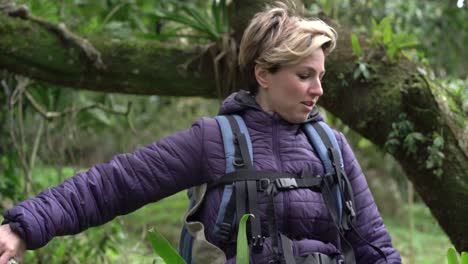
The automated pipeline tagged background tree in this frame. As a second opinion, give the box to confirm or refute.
[0,0,468,260]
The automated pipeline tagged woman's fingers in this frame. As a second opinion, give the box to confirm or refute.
[0,225,26,264]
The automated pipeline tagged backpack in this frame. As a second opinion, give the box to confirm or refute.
[179,115,386,264]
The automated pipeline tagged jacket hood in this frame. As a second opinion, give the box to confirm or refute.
[218,90,323,123]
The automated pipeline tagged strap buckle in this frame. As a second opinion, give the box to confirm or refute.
[252,235,265,252]
[257,178,271,192]
[275,178,297,190]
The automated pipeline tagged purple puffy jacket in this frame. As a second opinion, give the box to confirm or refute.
[4,92,401,264]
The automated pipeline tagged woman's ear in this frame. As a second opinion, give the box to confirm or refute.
[255,64,269,89]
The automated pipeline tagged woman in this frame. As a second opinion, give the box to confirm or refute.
[0,3,401,264]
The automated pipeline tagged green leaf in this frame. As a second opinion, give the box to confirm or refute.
[236,214,255,264]
[432,136,444,148]
[447,248,458,264]
[359,63,370,80]
[148,228,186,264]
[462,252,468,264]
[351,33,362,57]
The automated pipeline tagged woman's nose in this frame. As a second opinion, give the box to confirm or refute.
[309,79,323,96]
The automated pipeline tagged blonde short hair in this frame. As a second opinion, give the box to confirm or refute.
[239,2,337,94]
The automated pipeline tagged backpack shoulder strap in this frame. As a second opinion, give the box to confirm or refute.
[213,115,261,242]
[303,121,356,263]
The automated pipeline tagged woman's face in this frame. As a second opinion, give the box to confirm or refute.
[255,49,325,124]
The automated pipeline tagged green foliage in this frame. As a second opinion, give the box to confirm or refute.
[385,113,445,177]
[309,0,468,79]
[351,34,370,80]
[351,33,362,57]
[154,0,229,42]
[447,248,468,264]
[148,228,186,264]
[368,16,419,63]
[236,214,255,264]
[385,113,419,154]
[426,133,445,177]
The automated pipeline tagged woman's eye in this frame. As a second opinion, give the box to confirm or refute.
[297,74,310,80]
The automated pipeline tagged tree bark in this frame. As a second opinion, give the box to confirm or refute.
[0,0,468,251]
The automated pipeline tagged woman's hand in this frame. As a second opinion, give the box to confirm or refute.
[0,225,26,264]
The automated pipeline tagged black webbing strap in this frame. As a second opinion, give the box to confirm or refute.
[280,233,296,264]
[246,181,265,251]
[236,181,247,231]
[312,123,356,264]
[226,115,253,169]
[266,184,281,264]
[226,116,264,251]
[208,169,322,191]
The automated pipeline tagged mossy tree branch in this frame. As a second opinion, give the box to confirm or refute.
[0,0,468,251]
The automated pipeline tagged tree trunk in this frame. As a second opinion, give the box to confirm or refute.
[0,0,468,251]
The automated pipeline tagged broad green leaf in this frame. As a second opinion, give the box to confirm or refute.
[359,63,370,80]
[351,33,362,57]
[148,228,186,264]
[236,214,255,264]
[462,252,468,264]
[447,248,458,264]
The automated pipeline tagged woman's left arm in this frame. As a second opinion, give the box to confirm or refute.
[337,133,401,264]
[4,118,210,249]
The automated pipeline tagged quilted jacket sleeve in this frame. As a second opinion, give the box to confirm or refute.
[4,118,209,249]
[338,133,401,264]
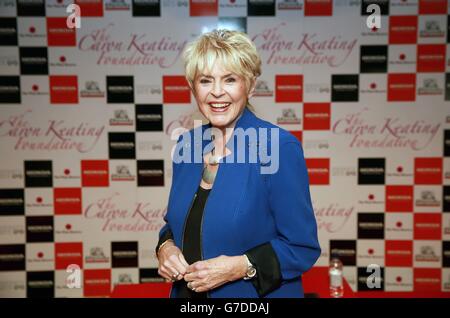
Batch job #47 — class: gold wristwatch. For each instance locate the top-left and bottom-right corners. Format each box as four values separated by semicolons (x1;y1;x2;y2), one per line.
244;254;256;280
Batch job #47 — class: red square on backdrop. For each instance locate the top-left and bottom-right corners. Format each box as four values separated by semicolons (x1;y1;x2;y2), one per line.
305;158;330;185
163;75;191;104
414;213;442;240
53;188;81;215
389;15;417;44
275;75;303;103
75;0;103;17
305;0;333;16
83;269;111;297
189;0;219;17
414;157;443;185
414;268;442;292
81;160;109;187
384;240;413;267
419;0;447;14
386;185;414;212
49;75;78;104
47;17;77;46
55;242;83;270
417;44;445;73
289;130;303;143
388;73;416;102
303;103;331;130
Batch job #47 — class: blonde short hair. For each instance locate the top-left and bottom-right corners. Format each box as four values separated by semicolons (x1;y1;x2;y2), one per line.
183;30;261;110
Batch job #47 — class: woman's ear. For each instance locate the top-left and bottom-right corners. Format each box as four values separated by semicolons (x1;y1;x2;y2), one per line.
248;76;256;99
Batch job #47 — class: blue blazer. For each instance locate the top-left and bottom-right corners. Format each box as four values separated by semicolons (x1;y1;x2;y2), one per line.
160;108;321;298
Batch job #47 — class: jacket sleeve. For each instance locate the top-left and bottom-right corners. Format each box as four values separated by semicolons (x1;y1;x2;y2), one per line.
269;140;321;280
245;140;321;296
155;136;182;254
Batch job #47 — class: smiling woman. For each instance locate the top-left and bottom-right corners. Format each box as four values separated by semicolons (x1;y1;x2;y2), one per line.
156;30;320;298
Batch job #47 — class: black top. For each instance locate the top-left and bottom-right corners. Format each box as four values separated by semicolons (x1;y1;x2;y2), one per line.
155;186;282;298
175;186;211;298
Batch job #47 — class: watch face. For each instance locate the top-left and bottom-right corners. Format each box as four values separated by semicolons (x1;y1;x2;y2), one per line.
247;266;256;277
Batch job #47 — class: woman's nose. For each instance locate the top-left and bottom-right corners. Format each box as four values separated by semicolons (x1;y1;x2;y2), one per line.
211;82;224;97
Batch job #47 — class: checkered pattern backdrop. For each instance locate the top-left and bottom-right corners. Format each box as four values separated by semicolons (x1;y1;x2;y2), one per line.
0;0;450;297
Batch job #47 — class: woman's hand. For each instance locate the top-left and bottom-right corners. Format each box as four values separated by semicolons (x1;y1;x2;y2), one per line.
184;255;247;292
157;241;189;282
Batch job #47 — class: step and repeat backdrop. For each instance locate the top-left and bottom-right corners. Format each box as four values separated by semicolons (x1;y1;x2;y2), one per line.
0;0;450;297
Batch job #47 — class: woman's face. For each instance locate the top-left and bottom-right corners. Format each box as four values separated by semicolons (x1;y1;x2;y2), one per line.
193;62;254;129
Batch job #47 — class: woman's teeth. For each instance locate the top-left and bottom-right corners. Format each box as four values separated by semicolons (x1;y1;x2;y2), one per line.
209;103;230;108
209;103;231;113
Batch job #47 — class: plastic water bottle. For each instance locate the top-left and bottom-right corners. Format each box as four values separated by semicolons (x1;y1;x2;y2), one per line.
328;255;344;298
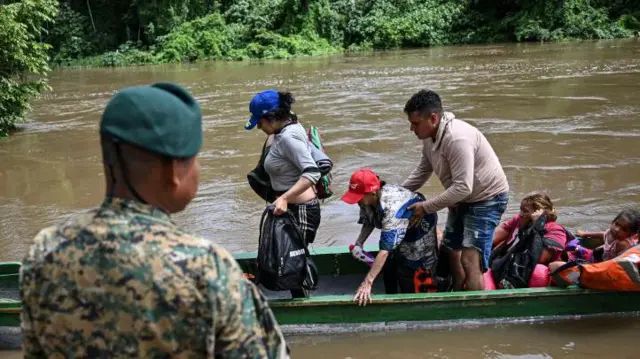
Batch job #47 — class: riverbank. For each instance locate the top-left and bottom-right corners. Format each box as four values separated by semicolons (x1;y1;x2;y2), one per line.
46;0;640;67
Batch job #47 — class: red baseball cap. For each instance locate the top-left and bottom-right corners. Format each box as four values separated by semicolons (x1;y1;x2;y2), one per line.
342;168;380;204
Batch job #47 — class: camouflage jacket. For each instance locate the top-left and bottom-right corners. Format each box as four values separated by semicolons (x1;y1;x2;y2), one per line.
20;198;289;358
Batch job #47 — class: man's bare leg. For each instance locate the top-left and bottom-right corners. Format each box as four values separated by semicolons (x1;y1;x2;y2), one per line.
460;248;484;290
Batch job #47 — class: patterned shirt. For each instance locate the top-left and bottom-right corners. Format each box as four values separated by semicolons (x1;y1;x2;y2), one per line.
358;184;438;269
20;198;288;358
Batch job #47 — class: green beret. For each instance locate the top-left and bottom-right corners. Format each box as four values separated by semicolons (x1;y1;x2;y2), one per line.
100;83;202;158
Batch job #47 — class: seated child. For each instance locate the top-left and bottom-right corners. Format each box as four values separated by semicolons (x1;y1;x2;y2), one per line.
493;191;567;265
567;209;640;262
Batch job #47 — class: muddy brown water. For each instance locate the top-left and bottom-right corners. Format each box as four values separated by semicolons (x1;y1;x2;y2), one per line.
0;39;640;358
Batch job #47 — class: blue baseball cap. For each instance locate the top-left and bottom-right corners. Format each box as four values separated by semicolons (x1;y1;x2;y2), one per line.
244;90;280;130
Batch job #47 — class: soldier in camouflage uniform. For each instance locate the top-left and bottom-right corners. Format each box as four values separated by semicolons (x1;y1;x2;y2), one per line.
20;83;289;358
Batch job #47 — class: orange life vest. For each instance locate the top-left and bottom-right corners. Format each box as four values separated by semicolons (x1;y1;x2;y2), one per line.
552;245;640;291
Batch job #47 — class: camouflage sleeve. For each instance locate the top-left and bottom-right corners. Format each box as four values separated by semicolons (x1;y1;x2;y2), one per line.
209;248;289;358
20;237;46;358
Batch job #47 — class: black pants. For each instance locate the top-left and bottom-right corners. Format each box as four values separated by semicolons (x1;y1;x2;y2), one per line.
382;252;415;294
288;198;322;298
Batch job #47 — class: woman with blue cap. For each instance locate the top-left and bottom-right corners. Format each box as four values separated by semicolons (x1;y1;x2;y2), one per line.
245;90;321;296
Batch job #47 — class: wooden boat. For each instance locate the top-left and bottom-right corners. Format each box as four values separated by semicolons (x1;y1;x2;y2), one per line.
0;247;640;333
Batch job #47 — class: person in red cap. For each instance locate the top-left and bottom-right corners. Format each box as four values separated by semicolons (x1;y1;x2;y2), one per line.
342;168;438;305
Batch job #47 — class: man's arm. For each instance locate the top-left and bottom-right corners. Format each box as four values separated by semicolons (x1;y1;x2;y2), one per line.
402;149;433;192
422;138;475;213
207;247;289;359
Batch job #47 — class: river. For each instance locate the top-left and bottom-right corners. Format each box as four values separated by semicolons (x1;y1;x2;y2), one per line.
0;39;640;358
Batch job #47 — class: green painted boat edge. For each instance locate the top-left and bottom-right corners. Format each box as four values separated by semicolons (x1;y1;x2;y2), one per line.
233;245;378;261
269;287;604;309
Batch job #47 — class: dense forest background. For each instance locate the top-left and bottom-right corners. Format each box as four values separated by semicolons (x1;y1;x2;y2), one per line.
20;0;640;66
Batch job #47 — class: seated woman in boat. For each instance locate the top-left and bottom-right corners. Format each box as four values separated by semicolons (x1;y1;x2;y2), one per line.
492;191;567;265
565;209;640;262
342;169;438;305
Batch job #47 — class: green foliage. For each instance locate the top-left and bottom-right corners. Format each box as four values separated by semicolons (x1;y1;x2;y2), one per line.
18;0;640;66
0;0;58;137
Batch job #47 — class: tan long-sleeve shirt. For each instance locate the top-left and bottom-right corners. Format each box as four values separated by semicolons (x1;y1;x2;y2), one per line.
402;112;509;213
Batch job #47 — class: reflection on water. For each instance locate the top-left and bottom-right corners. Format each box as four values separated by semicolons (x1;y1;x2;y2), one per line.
289;318;640;359
0;39;640;358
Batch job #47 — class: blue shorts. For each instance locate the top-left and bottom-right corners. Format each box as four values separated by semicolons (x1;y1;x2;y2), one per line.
443;193;509;272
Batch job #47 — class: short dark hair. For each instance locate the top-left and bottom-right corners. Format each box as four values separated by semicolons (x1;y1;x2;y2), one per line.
611;209;640;234
404;90;442;115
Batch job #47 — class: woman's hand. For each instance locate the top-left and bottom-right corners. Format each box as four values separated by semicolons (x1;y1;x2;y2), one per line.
353;278;373;306
273;196;289;216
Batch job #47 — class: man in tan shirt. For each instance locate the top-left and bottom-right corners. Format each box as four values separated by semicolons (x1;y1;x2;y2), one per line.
402;90;509;290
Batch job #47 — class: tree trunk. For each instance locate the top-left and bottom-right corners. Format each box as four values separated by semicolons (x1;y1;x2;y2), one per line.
87;0;96;34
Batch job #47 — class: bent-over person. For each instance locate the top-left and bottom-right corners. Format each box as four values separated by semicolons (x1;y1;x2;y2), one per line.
402;90;509;290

☆ ☆ ☆

Rewrite the entries from the start up to and including the line containing "[275,178,297,190]", replacing "second opinion" with "independent check" and leaving everything else unchanged. Leave the pictures out.

◆ Complete response:
The automated pipeline tagged background tree in this frame. As a independent check, give the box to confirm or refute.
[0,0,468,260]
The automated pipeline tagged woman's fingers in this frame. As a independent check, give the box to confirm or refute.
[0,225,26,264]
The automated pipeline tagged backpack in this frame. As a independent check, give the box to confirm or refute.
[179,115,386,264]
The automated pipeline tagged jacket hood in this frame. As a independent check, give the box to confirm or refute.
[218,90,323,123]
The automated pipeline tagged strap buckle in this frame. As a independent check, give the box to confirm or refute.
[252,235,265,252]
[257,178,271,192]
[275,178,297,190]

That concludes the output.